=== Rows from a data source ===

════════════════════

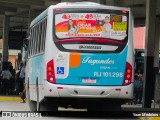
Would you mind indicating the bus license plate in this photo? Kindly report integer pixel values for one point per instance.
(93, 81)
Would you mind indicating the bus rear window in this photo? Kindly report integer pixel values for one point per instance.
(96, 25)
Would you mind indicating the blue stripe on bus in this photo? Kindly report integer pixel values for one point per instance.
(39, 18)
(36, 69)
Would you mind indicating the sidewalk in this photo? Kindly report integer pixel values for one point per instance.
(10, 98)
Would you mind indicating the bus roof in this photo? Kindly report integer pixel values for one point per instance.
(74, 5)
(39, 18)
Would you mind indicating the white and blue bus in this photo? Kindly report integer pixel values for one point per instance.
(80, 54)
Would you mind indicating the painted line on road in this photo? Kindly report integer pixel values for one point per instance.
(8, 98)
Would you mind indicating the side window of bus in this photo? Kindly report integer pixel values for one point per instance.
(37, 38)
(44, 34)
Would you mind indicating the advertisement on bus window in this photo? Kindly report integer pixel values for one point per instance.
(68, 25)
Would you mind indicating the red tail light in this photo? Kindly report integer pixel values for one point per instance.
(50, 72)
(127, 75)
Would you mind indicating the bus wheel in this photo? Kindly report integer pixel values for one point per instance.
(32, 104)
(49, 105)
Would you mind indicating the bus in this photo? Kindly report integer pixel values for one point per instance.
(81, 55)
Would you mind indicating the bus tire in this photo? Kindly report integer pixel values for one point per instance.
(32, 104)
(49, 105)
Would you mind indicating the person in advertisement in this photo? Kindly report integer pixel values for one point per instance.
(72, 29)
(106, 27)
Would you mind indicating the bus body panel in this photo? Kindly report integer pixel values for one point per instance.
(101, 69)
(69, 82)
(75, 91)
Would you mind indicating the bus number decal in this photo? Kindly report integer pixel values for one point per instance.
(108, 74)
(60, 70)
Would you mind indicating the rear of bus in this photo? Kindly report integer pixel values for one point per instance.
(89, 63)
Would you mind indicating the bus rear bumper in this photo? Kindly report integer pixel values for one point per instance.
(75, 91)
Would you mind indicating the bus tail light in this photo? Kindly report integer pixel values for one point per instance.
(50, 72)
(128, 74)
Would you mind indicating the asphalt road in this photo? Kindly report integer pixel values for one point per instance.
(22, 111)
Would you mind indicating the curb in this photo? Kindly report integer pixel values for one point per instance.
(10, 98)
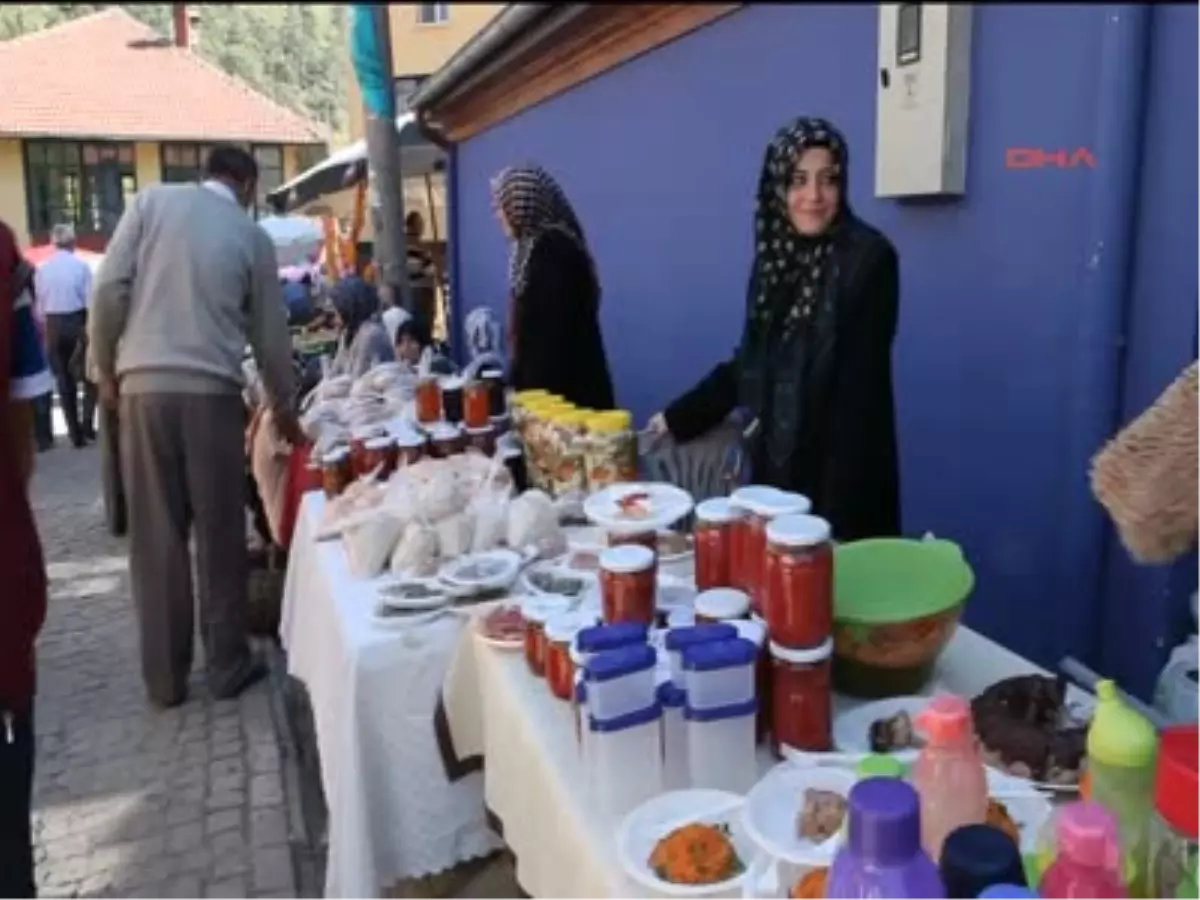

════════════════════

=== Written request ===
Repeat the rows starting at the line that contains "Would you mind indicating the bus number" and ending at the final line of the rows, including both ends. Leave the pictures out of your answer.

=== Answer to this task ===
Would you mind indicating the bus number decal in this photo? Kindly report integer pixel values for one point per instance.
(108, 74)
(60, 70)
Would you mind indicating the rear of bus in this photo? Kindly report integer pixel values for one point per instance.
(89, 63)
Would you mind indicating the bus rear bumper in this photo? Kindly report integer pixel values for one point per instance.
(75, 91)
Would you mind indicating the bus tail light in this photo? Kindly report integer pixel values for one point per instance.
(50, 72)
(128, 74)
Would you mind indicating the asphalt road in this photo? Kindly report integer pixel values for one point per instance.
(22, 111)
Would you mind indicating the curb in this photo? Kindly report integer pixel values for one point per instance.
(10, 98)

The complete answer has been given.